Work to do » Set down the rows from the one containing "In this picture, where can the roof" through the last row, both included, word for word and with nothing else.

Provided data »
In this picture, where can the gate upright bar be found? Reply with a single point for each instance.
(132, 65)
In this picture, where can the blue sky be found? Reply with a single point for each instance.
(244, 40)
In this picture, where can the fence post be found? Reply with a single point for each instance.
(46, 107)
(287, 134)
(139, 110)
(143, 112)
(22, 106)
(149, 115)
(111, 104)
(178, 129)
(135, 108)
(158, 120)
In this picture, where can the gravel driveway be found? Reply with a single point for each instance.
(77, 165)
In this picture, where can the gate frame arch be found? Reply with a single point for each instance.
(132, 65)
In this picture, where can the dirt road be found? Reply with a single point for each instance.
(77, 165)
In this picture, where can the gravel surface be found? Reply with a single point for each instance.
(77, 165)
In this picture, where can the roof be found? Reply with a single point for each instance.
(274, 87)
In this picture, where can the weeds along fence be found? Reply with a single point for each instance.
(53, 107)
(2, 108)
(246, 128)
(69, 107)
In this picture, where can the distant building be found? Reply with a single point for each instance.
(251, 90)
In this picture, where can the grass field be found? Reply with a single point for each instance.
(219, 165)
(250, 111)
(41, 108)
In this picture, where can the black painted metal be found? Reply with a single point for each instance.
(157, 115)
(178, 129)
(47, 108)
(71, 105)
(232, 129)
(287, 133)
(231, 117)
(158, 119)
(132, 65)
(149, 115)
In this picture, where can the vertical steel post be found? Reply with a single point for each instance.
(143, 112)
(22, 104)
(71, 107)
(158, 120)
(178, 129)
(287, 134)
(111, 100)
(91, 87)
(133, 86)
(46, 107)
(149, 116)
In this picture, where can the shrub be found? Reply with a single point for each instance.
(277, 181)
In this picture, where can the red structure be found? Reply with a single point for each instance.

Finished exercise »
In this picture, where can the roof be found? Reply with a single point for each instance.
(274, 87)
In this picture, where can the weeds along fence be found? Reply with a single point for each instance.
(53, 107)
(2, 108)
(246, 128)
(69, 107)
In this picture, where can the distant building be found? Reply with a single point for each instance.
(251, 90)
In this picture, where can the grass field be found? Reply with a single point for each instance.
(219, 165)
(250, 111)
(41, 108)
In this picture, where can the black painted metal be found? Reply with a single point for each instance.
(157, 115)
(178, 129)
(47, 108)
(71, 105)
(232, 129)
(287, 133)
(231, 117)
(158, 119)
(132, 65)
(149, 115)
In this picture, where can the vertical steel post be found? Reply with a single point for each instance.
(143, 112)
(22, 104)
(71, 107)
(158, 120)
(178, 129)
(287, 134)
(111, 100)
(91, 87)
(133, 86)
(46, 107)
(149, 116)
In this picture, where can the shrub be found? Reply with a single point for each instance.
(277, 181)
In this picture, where can the red structure be found? Reply with a single point for each instance.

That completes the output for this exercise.